* BEGIN *
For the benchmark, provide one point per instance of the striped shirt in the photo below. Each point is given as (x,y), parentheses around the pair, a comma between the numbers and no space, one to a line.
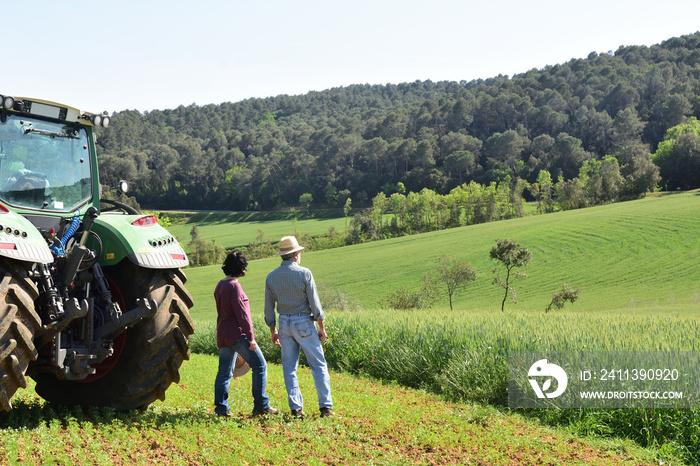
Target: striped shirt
(293,289)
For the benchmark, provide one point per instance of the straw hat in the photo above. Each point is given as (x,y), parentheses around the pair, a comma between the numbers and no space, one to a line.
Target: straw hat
(241,367)
(288,245)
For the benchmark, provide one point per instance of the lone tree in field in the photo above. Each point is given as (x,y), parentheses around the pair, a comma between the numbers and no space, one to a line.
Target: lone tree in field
(451,276)
(511,255)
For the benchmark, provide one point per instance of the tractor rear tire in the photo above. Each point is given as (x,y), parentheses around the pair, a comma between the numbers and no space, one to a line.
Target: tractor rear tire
(153,351)
(19,323)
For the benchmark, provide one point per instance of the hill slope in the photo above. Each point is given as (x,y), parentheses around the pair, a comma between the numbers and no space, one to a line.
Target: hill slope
(634,255)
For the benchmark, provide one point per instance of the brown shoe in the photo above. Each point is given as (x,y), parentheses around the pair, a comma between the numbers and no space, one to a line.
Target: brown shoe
(272,411)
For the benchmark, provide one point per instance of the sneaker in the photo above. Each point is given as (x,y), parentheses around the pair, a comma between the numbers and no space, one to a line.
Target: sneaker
(272,411)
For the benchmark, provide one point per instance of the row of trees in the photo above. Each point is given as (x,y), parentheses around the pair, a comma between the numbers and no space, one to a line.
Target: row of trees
(452,276)
(361,140)
(598,181)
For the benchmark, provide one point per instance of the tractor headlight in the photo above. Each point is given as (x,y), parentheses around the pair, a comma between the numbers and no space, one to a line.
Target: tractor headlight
(6,101)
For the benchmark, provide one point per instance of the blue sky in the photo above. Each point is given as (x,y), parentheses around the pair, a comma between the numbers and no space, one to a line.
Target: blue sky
(157,54)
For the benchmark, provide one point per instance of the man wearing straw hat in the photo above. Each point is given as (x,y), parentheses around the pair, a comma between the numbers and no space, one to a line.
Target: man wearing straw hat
(292,288)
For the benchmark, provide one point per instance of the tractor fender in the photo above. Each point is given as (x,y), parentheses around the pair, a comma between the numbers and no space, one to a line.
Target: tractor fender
(150,246)
(20,240)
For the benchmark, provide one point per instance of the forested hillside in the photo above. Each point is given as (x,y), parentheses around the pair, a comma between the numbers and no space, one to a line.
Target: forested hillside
(605,113)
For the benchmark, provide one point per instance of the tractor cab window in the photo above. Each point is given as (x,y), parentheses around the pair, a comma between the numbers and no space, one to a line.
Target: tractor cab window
(43,165)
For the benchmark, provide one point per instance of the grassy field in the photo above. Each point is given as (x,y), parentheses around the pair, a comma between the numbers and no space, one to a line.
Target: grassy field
(634,256)
(379,424)
(236,230)
(636,264)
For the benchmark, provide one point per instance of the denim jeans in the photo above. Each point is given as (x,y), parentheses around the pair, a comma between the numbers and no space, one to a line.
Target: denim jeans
(299,332)
(258,368)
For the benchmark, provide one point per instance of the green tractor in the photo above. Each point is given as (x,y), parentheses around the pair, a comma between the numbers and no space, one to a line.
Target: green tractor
(93,305)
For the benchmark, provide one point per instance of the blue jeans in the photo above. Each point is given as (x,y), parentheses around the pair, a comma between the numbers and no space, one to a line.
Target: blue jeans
(299,332)
(258,367)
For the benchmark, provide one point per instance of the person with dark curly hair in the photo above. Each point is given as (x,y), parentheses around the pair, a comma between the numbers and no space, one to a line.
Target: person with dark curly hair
(234,336)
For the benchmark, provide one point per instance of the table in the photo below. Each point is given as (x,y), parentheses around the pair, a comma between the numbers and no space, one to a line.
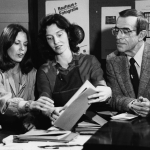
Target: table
(133,134)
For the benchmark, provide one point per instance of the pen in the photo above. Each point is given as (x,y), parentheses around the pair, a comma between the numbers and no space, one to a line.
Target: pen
(57,146)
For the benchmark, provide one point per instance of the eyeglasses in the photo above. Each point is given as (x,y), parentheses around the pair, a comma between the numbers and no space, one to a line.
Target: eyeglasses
(125,31)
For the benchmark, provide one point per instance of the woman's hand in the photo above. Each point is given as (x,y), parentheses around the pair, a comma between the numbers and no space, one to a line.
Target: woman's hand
(56,113)
(102,94)
(45,104)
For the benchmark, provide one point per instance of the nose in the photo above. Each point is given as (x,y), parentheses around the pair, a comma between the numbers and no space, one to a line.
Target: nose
(22,47)
(56,39)
(119,35)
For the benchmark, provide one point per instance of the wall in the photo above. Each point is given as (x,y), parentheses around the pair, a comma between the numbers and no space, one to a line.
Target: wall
(13,11)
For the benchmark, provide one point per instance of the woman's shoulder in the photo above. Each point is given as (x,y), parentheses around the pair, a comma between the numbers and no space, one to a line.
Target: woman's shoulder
(33,72)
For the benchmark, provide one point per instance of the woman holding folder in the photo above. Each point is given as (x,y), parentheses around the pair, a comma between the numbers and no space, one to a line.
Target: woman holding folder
(17,80)
(66,70)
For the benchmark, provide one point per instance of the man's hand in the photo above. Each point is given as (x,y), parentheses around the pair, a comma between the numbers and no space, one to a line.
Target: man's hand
(56,113)
(141,106)
(102,94)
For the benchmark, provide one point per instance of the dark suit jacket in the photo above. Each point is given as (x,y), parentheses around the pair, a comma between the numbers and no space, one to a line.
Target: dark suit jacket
(117,68)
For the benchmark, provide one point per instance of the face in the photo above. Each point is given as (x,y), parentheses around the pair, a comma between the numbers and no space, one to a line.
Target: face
(127,44)
(19,48)
(57,39)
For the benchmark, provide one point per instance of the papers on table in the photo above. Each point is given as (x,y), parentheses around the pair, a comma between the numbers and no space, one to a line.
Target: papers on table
(124,116)
(45,135)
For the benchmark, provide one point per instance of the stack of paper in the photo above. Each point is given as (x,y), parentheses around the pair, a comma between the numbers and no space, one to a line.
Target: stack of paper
(45,135)
(87,127)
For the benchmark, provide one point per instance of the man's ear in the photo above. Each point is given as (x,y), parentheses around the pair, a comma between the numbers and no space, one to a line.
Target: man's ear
(142,35)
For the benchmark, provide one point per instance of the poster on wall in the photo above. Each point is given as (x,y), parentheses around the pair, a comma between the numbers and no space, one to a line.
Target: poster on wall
(76,11)
(108,20)
(144,6)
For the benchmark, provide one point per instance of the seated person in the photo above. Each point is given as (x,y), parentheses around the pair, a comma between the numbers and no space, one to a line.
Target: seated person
(66,70)
(128,67)
(17,80)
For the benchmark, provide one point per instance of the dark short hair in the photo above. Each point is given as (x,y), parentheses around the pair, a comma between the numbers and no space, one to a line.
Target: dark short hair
(7,38)
(142,23)
(75,33)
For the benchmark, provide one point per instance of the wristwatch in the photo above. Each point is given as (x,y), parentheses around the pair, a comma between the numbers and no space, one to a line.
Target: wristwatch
(27,106)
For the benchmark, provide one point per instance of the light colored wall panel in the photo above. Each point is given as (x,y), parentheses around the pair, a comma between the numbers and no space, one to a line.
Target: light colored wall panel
(13,6)
(3,25)
(13,18)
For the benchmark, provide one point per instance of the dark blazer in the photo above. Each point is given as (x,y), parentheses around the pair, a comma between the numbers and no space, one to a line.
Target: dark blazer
(118,78)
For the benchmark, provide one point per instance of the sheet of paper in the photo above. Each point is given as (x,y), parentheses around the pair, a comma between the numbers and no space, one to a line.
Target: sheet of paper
(76,108)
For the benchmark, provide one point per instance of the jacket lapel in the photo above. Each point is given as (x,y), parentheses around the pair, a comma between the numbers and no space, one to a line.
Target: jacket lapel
(145,70)
(122,67)
(12,84)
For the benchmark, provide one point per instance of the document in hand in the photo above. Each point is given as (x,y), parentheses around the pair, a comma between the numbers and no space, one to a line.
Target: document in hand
(75,107)
(124,116)
(42,135)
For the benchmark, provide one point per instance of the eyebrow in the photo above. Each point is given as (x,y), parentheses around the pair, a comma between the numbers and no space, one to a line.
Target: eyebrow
(56,32)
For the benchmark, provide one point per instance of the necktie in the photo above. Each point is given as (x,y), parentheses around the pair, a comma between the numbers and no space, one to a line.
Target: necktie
(134,76)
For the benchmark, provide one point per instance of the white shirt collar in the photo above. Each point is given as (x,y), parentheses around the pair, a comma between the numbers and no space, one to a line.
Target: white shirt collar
(138,56)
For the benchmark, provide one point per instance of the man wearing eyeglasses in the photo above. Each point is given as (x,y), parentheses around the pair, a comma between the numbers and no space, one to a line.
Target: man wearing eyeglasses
(128,68)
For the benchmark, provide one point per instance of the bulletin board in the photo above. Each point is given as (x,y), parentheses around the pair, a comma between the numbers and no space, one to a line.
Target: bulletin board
(76,11)
(144,6)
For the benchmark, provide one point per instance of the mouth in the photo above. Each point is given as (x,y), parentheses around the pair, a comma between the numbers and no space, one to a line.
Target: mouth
(20,55)
(58,47)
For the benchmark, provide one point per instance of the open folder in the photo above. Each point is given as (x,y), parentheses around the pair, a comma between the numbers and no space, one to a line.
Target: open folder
(75,107)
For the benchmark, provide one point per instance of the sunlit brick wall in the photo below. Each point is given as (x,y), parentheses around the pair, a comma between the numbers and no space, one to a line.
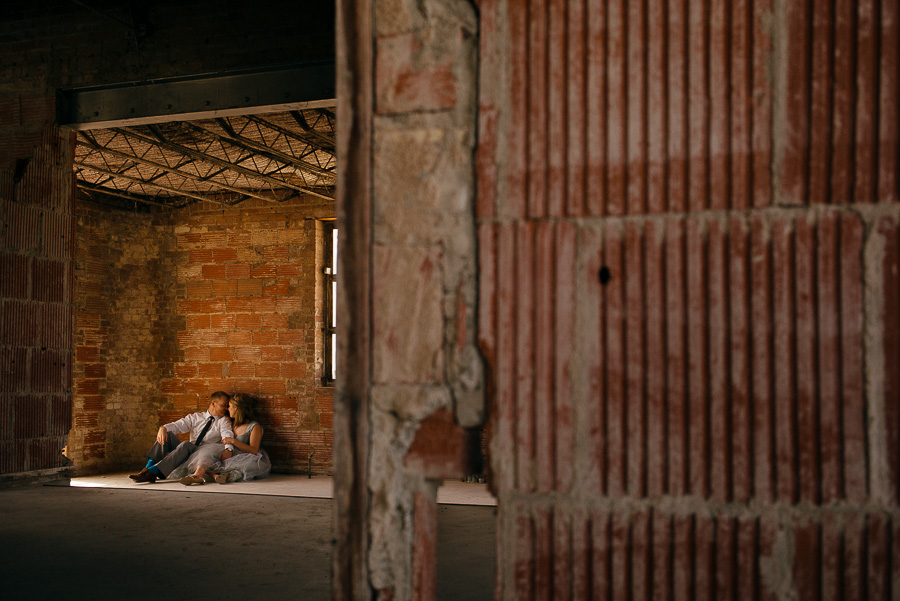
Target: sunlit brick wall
(36,286)
(173,307)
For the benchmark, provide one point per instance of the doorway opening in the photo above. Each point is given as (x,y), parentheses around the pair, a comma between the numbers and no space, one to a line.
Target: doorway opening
(201,252)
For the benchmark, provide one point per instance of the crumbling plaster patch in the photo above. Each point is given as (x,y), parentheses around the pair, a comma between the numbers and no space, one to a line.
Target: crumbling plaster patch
(423,259)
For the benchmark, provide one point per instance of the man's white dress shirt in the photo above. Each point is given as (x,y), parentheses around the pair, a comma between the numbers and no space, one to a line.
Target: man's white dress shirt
(195,422)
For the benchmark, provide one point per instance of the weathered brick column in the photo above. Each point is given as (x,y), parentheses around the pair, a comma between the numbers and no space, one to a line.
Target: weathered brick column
(409,187)
(688,224)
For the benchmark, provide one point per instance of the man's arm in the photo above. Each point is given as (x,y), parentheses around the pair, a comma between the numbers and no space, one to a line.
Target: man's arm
(185,424)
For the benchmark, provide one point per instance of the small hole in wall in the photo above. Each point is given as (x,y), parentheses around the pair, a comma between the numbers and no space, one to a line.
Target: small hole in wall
(604,275)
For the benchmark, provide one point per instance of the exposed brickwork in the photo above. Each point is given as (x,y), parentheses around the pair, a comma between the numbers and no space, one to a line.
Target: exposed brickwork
(59,45)
(36,288)
(172,307)
(707,243)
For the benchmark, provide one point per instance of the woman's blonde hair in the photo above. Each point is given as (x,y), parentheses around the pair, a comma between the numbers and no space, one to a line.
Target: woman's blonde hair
(244,413)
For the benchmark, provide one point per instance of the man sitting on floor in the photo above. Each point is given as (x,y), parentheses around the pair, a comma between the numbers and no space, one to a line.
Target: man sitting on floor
(206,427)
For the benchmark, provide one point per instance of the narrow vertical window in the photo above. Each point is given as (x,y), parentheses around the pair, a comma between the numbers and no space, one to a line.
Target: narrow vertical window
(329,368)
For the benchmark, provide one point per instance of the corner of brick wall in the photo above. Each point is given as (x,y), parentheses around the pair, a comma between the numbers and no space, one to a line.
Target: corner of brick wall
(174,308)
(36,284)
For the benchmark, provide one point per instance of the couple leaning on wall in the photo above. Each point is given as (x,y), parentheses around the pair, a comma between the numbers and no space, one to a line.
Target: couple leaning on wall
(224,445)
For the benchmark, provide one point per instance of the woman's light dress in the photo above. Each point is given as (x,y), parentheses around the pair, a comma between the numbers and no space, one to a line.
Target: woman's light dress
(245,466)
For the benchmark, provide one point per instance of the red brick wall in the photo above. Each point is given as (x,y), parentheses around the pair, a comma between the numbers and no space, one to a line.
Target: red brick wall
(125,333)
(249,287)
(36,286)
(689,294)
(173,307)
(59,44)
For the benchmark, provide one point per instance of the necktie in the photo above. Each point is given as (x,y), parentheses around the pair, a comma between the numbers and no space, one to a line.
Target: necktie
(204,431)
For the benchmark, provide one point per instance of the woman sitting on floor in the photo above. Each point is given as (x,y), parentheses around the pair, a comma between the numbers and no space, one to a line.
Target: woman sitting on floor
(250,461)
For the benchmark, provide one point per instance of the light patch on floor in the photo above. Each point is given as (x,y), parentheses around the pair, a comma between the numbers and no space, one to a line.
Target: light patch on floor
(452,492)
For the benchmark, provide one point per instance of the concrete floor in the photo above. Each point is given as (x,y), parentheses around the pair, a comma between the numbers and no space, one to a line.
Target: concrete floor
(147,542)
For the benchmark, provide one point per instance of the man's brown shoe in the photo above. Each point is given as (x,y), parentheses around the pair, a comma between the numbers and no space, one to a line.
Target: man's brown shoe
(147,476)
(139,474)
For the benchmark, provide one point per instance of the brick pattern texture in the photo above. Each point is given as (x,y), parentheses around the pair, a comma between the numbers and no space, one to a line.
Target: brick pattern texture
(37,235)
(173,307)
(689,290)
(48,46)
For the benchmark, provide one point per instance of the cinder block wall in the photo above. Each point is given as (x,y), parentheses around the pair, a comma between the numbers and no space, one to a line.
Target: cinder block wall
(171,307)
(688,225)
(45,46)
* END *
* The problem *
Update the part of the records that opens with the line containing "For the benchmark, provide one point per instance of the cinder" and runs through the end of the records, replacing "cinder block wall" with "concrete block wall" and leaving everything else unchanged. Give back only those lines.

* Correct result *
For the benchmark, provide one point per instance of the concrete block wall in the photo above. Each point is given as (x,y), parentheses around the pair, a comma between the numbers and no space, one to a line.
Target: concrete block wall
(171,307)
(688,225)
(45,46)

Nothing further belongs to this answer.